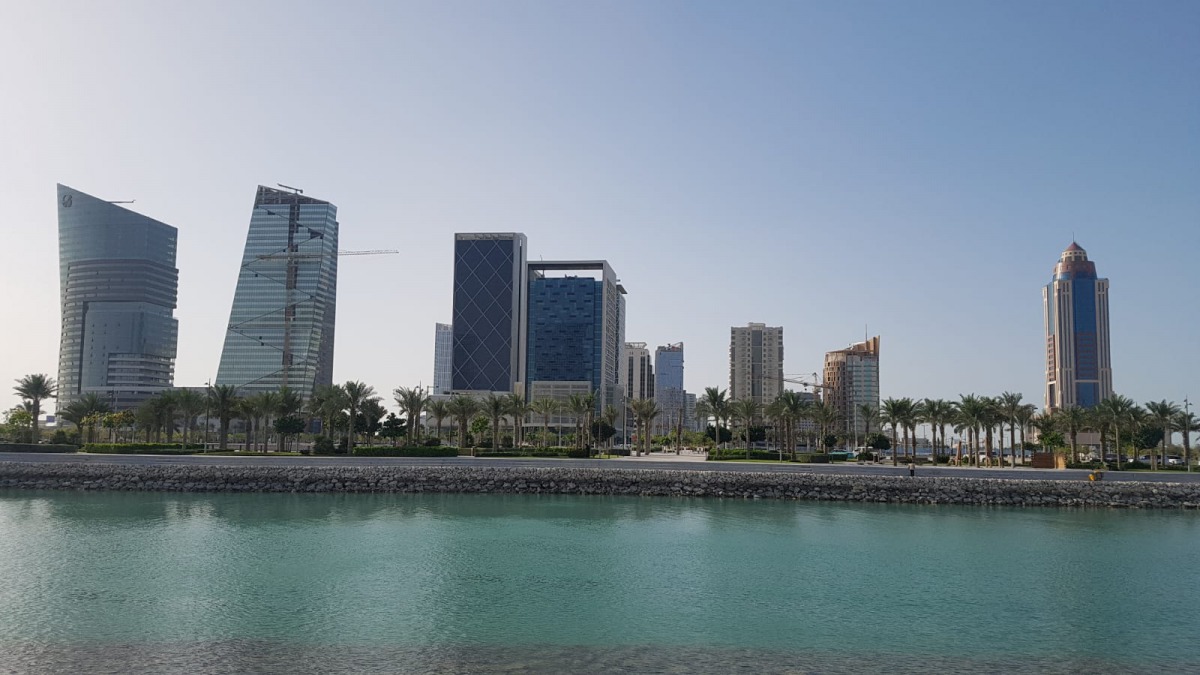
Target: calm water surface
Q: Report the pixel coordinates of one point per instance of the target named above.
(480, 583)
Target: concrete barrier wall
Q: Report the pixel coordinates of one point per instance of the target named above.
(568, 481)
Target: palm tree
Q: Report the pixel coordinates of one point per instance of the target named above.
(325, 404)
(1073, 419)
(462, 408)
(1186, 423)
(870, 416)
(747, 411)
(971, 416)
(223, 404)
(826, 417)
(892, 413)
(579, 405)
(1009, 404)
(190, 404)
(288, 404)
(1024, 418)
(609, 416)
(718, 406)
(645, 411)
(412, 401)
(496, 407)
(591, 398)
(88, 406)
(1117, 412)
(517, 410)
(36, 388)
(1163, 413)
(357, 393)
(441, 410)
(545, 407)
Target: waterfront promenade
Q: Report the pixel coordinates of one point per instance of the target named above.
(657, 461)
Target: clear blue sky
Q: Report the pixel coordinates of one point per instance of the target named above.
(915, 167)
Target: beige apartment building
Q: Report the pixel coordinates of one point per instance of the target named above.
(756, 362)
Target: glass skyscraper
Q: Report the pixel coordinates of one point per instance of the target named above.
(489, 312)
(119, 287)
(576, 332)
(669, 387)
(1075, 312)
(281, 324)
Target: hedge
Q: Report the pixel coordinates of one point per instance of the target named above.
(402, 452)
(36, 448)
(142, 448)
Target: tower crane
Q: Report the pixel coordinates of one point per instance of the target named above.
(295, 255)
(814, 384)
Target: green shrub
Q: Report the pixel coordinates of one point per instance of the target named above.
(736, 454)
(142, 448)
(36, 448)
(405, 452)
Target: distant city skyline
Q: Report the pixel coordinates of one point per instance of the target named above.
(909, 168)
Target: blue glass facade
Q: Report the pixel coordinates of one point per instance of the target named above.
(281, 323)
(1077, 328)
(565, 330)
(119, 287)
(489, 311)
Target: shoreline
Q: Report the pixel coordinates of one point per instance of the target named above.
(587, 481)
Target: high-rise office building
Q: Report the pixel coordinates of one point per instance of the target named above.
(576, 330)
(756, 363)
(490, 296)
(636, 376)
(443, 362)
(1075, 311)
(119, 287)
(669, 387)
(281, 324)
(851, 381)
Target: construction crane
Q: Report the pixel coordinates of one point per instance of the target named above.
(295, 255)
(796, 380)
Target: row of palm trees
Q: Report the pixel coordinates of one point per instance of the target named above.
(787, 413)
(979, 420)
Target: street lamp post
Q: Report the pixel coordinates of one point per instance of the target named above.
(1187, 431)
(208, 399)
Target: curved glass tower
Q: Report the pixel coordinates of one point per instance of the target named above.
(1075, 304)
(281, 324)
(119, 287)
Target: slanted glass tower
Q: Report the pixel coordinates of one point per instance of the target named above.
(281, 326)
(118, 291)
(1075, 308)
(489, 312)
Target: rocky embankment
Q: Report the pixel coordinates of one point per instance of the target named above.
(568, 481)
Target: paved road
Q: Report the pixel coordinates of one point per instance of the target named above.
(670, 463)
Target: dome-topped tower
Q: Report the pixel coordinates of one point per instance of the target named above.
(1077, 320)
(1073, 263)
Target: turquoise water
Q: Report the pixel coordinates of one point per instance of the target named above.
(480, 583)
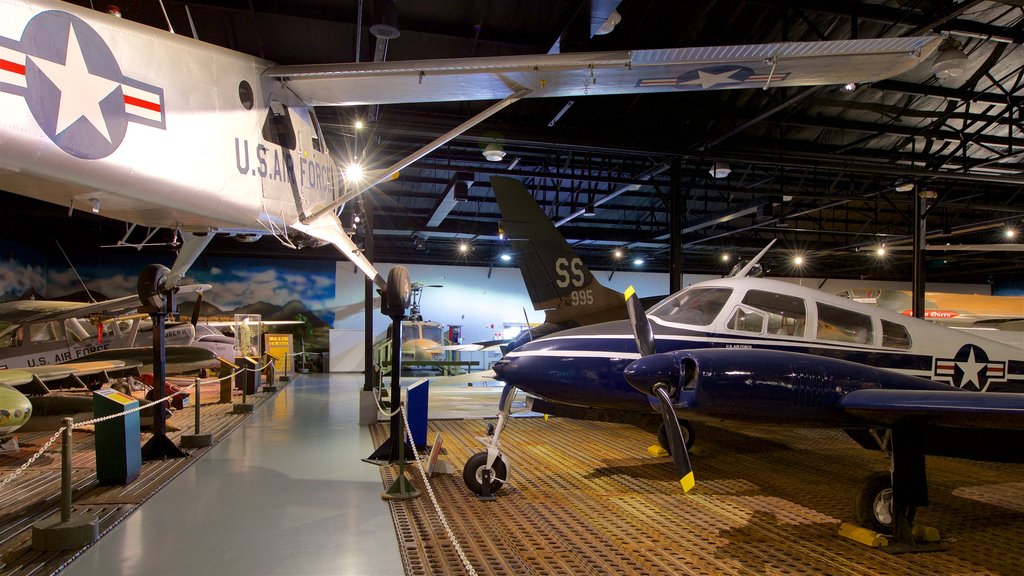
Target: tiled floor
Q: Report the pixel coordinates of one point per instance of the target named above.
(285, 494)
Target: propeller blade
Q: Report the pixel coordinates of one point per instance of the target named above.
(641, 326)
(196, 311)
(676, 443)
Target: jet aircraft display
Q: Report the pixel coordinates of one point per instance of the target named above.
(93, 109)
(772, 352)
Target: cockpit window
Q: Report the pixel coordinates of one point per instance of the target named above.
(278, 128)
(782, 315)
(841, 325)
(895, 335)
(314, 133)
(698, 306)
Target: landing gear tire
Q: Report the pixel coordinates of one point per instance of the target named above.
(872, 504)
(151, 283)
(688, 436)
(472, 474)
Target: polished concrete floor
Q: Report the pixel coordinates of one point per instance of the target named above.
(285, 494)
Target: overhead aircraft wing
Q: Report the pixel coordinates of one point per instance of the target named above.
(948, 408)
(790, 64)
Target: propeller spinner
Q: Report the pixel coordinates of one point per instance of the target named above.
(655, 376)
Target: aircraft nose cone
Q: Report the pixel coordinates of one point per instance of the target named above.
(642, 374)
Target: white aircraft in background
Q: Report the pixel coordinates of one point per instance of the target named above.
(161, 130)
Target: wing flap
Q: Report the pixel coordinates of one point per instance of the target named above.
(791, 64)
(948, 408)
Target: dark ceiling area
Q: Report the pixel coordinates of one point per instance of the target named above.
(832, 172)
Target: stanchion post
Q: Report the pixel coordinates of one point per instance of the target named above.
(197, 440)
(66, 470)
(67, 532)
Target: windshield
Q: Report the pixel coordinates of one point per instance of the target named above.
(698, 306)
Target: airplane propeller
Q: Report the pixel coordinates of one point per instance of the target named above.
(655, 376)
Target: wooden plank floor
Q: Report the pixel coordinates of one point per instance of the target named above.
(586, 498)
(36, 494)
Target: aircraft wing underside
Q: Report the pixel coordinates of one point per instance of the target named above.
(794, 64)
(949, 408)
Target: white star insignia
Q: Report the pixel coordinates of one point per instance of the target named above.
(81, 91)
(708, 80)
(971, 369)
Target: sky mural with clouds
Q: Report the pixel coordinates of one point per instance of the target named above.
(236, 282)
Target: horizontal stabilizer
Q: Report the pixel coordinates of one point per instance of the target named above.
(788, 64)
(949, 408)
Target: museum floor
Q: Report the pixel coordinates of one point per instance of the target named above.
(284, 494)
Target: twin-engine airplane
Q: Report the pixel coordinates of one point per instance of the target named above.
(765, 351)
(165, 131)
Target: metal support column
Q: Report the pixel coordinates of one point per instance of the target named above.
(676, 203)
(920, 230)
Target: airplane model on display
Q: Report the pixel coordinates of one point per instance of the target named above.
(161, 130)
(770, 352)
(557, 280)
(968, 311)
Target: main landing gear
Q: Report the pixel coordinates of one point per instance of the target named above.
(887, 502)
(485, 472)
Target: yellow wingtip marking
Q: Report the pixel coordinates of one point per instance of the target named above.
(629, 292)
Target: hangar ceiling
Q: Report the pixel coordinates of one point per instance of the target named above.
(818, 168)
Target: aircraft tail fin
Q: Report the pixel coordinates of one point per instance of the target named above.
(556, 279)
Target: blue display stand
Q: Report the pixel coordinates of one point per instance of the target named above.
(416, 404)
(119, 454)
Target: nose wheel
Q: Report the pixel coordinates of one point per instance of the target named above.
(482, 480)
(872, 504)
(485, 472)
(688, 436)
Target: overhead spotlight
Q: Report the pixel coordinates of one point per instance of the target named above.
(903, 184)
(354, 173)
(720, 170)
(949, 60)
(613, 18)
(385, 24)
(494, 152)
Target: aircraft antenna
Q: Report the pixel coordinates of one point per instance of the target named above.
(93, 300)
(742, 273)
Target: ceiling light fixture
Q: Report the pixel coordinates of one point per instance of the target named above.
(494, 152)
(720, 170)
(903, 184)
(949, 60)
(613, 18)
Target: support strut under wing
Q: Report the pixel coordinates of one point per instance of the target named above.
(327, 227)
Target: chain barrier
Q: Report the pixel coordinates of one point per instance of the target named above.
(10, 478)
(433, 499)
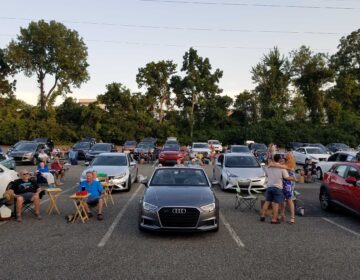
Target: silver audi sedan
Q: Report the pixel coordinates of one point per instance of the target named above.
(180, 199)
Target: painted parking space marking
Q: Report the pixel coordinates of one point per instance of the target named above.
(342, 227)
(46, 200)
(117, 219)
(232, 232)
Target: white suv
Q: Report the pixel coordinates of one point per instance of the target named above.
(7, 177)
(216, 144)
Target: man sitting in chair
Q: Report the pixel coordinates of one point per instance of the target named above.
(95, 199)
(26, 190)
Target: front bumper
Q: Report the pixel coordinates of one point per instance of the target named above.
(152, 221)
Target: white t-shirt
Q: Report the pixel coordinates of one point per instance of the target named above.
(276, 176)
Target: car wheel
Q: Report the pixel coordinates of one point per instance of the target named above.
(128, 184)
(325, 201)
(319, 173)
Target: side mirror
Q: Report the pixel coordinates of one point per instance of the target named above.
(214, 183)
(351, 180)
(145, 181)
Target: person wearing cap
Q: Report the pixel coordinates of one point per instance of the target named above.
(95, 199)
(26, 190)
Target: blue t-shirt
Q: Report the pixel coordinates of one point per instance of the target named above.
(95, 189)
(43, 170)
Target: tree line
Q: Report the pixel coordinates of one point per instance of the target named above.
(300, 96)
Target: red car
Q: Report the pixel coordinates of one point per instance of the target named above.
(341, 186)
(170, 154)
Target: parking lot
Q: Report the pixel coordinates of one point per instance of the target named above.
(319, 245)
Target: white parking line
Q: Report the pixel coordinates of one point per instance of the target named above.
(46, 200)
(232, 232)
(342, 227)
(117, 219)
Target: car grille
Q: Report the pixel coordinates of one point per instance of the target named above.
(181, 219)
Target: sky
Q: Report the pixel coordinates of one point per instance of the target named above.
(123, 36)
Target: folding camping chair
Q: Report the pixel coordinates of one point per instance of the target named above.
(246, 194)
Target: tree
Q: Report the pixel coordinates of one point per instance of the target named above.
(310, 75)
(346, 63)
(6, 87)
(156, 78)
(50, 49)
(199, 82)
(272, 76)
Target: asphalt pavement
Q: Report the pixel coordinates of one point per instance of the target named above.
(319, 245)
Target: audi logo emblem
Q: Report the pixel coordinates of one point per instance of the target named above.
(178, 211)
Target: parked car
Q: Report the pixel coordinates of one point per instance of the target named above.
______
### WHAT IS BEING ASKED
State how many lines above contain the string "palm", with no other words.

### EXERCISE SOLUTION
2